>> Begin
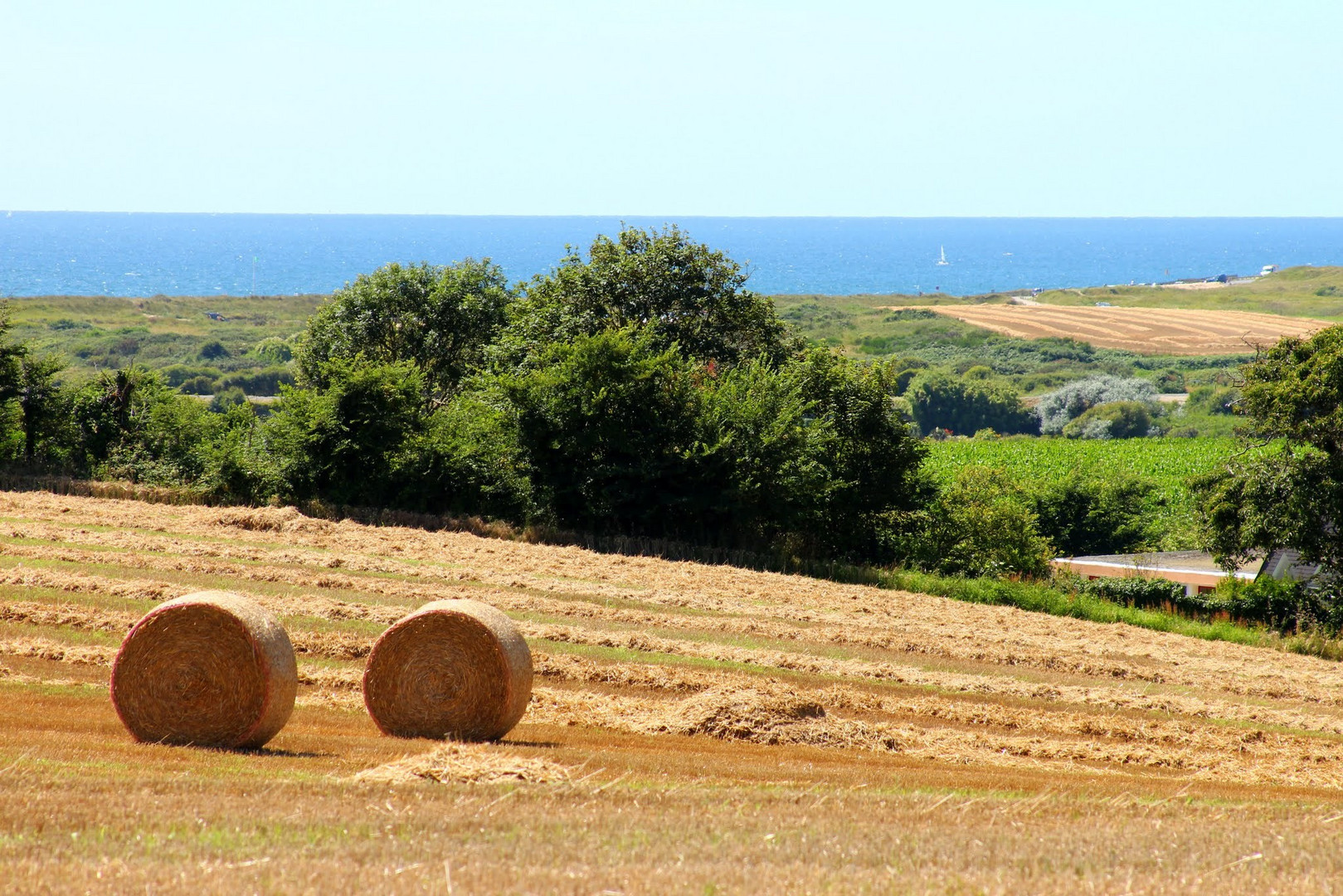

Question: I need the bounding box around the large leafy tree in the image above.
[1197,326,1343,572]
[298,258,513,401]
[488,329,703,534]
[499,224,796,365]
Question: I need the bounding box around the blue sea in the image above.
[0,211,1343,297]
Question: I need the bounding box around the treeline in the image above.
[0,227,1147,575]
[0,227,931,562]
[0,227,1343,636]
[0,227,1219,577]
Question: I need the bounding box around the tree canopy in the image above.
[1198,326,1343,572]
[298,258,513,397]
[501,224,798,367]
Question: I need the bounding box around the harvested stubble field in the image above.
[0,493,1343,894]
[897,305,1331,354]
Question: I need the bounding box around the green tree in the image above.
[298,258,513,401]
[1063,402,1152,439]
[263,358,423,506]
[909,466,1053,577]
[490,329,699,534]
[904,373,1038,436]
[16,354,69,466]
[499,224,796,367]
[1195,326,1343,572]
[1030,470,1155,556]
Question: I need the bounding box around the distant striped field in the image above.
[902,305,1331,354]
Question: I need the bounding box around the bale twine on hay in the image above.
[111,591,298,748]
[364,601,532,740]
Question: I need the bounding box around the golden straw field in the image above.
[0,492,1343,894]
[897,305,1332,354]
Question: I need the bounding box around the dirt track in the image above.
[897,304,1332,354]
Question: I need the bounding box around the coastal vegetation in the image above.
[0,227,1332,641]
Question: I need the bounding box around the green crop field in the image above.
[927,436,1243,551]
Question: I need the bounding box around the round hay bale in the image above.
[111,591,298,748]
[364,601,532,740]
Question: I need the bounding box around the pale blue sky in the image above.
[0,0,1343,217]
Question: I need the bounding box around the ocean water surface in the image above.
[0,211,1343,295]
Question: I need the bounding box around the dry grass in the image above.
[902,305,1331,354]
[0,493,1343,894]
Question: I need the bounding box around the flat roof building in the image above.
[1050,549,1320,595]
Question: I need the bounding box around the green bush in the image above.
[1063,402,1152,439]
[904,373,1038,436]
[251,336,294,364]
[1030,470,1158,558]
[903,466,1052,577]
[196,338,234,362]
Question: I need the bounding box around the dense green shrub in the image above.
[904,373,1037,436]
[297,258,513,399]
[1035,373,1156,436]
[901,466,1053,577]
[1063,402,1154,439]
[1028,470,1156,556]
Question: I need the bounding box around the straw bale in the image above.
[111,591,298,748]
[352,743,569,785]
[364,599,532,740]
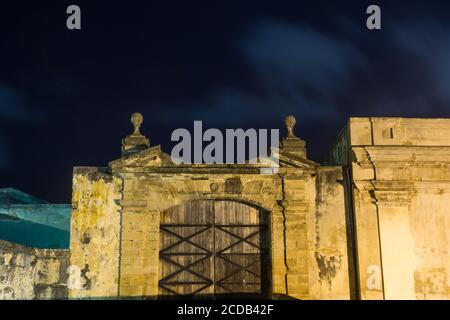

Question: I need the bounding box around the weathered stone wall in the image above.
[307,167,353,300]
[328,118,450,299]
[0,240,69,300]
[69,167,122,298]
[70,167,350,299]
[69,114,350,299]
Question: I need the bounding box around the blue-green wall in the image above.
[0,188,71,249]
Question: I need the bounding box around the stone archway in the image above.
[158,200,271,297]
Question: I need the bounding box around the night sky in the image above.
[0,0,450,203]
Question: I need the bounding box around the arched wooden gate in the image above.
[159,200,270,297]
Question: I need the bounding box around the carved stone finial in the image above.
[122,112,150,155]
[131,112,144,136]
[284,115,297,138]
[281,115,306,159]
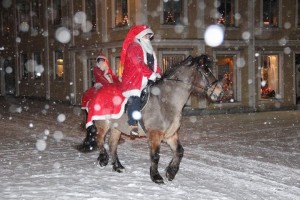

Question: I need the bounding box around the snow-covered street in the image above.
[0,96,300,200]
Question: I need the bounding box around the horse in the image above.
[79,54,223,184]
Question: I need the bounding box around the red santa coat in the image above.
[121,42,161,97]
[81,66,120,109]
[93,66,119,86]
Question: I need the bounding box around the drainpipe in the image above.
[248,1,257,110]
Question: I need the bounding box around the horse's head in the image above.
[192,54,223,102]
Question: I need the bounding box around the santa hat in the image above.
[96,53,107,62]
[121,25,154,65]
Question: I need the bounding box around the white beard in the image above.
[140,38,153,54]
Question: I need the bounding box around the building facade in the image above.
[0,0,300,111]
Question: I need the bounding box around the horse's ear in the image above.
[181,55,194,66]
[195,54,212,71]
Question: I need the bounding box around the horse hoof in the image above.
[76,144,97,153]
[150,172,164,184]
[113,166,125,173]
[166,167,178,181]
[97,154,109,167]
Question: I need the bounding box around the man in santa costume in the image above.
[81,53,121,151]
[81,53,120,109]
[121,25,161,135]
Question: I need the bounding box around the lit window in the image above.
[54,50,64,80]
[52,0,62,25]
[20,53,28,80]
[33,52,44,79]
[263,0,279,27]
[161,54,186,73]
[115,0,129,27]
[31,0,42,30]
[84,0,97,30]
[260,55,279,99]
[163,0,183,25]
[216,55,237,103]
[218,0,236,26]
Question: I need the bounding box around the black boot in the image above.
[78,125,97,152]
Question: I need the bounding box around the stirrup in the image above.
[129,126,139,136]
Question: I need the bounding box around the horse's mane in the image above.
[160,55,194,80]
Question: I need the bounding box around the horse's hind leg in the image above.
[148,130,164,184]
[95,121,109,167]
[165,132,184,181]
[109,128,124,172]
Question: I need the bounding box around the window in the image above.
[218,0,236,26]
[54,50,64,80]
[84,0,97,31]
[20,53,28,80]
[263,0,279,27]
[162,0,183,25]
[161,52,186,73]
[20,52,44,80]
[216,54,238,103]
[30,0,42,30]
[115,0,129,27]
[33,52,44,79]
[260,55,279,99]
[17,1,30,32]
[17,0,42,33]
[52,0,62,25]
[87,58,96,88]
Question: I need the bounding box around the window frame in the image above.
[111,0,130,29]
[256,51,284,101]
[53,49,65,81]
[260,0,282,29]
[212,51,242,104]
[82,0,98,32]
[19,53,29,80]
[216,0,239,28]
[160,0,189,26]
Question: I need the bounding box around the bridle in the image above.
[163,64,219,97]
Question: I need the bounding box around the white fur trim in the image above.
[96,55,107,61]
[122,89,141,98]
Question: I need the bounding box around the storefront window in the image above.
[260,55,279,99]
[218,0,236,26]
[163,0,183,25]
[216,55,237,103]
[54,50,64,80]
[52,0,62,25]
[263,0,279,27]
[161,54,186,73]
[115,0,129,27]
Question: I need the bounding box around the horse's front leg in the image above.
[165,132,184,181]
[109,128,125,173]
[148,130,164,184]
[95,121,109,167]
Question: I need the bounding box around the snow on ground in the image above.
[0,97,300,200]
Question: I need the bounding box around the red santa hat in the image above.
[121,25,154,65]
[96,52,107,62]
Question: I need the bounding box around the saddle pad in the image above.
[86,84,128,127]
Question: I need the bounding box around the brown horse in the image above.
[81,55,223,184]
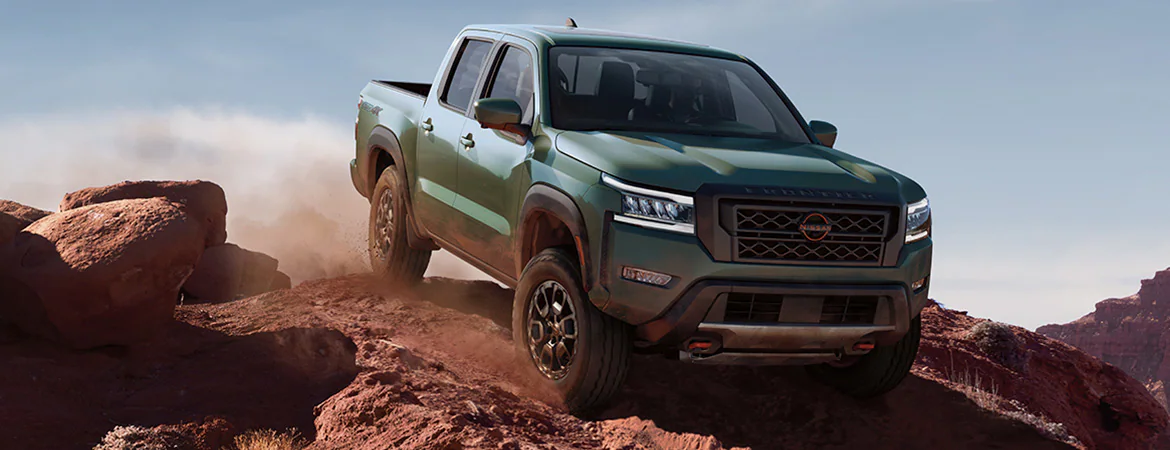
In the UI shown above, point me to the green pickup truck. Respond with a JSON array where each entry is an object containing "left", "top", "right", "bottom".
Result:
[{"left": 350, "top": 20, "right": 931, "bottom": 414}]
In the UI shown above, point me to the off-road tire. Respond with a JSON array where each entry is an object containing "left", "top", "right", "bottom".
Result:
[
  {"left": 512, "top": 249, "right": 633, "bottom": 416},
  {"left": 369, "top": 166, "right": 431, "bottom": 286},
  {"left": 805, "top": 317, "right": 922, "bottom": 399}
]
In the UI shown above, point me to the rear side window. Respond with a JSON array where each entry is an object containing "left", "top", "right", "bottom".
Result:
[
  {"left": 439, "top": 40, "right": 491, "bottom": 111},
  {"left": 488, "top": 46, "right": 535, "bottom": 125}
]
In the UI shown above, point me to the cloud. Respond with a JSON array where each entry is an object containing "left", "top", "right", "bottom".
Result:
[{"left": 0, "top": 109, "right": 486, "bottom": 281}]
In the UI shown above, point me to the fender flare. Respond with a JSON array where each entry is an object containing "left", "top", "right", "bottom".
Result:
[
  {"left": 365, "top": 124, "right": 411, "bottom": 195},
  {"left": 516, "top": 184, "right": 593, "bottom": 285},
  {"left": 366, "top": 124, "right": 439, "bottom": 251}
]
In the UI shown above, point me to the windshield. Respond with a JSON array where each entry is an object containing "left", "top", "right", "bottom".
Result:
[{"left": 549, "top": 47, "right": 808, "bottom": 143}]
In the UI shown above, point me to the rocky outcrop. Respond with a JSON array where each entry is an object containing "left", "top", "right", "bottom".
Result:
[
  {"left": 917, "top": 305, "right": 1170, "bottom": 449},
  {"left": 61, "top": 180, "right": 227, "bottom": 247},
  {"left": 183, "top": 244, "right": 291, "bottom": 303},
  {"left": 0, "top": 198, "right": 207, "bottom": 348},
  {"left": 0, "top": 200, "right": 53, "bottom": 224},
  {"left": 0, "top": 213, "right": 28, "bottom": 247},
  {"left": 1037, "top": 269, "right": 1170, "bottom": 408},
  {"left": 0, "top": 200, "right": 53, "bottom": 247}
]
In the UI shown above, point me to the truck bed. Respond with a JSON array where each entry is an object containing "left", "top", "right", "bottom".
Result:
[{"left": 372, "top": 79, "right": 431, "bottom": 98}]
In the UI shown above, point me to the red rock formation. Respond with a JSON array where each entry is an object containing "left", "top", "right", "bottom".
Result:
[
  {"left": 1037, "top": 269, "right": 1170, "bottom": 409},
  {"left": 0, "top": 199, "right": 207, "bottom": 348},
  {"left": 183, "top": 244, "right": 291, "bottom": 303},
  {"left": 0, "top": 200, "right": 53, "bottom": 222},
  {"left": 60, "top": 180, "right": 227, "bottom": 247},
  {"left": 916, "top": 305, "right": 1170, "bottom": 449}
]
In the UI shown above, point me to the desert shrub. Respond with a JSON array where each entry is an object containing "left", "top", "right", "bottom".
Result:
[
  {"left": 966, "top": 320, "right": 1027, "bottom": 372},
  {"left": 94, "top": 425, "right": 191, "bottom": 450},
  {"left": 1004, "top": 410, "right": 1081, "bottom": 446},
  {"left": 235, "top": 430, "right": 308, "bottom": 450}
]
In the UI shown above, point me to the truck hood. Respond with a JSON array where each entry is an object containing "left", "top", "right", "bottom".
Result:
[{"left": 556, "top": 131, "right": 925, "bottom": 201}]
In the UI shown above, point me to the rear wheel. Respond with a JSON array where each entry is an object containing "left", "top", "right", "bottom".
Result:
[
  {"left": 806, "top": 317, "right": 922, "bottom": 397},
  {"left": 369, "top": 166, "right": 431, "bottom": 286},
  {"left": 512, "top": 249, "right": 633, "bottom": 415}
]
>> End
WHAT TO WORK ON
Repeat, exactly and only, the lines above from the one containing "In the UI shown above, point me to the desert" through the end of the material.

SOLUTION TO THIS PROBLEM
In the UI shown above, point me to the desert shrub. Respond with a JSON array where each entry is an object containing "left", "top", "right", "bottom".
Result:
[
  {"left": 966, "top": 320, "right": 1027, "bottom": 372},
  {"left": 94, "top": 425, "right": 191, "bottom": 450},
  {"left": 1004, "top": 410, "right": 1081, "bottom": 446},
  {"left": 235, "top": 430, "right": 308, "bottom": 450}
]
In the UI shown above, point me to the truck hood. Respond with a JSON array where each entry is an object containing "left", "top", "right", "bottom".
Result:
[{"left": 556, "top": 131, "right": 925, "bottom": 201}]
In the UI shown above, point me to the rear wheel. Respond with a JSON array where each entry is an object containing "left", "top", "right", "bottom".
Result:
[
  {"left": 806, "top": 317, "right": 922, "bottom": 397},
  {"left": 369, "top": 166, "right": 431, "bottom": 286},
  {"left": 512, "top": 249, "right": 633, "bottom": 415}
]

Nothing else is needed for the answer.